Source data: Begin

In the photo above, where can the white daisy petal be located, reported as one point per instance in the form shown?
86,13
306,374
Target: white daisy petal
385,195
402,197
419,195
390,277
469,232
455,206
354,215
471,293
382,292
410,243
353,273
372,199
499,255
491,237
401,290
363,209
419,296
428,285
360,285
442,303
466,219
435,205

Source data: End

What is expected:
Each line above is to be repeated exactly.

Written reply:
In the photo above, where can the white daisy petal be located, reported as one point per instance in the form shown?
86,13
306,374
Target: white daisy petal
385,195
402,197
419,195
390,277
469,232
455,206
354,215
471,293
382,292
410,243
353,273
372,199
499,255
491,237
401,290
363,209
419,296
428,285
360,285
442,303
466,219
435,205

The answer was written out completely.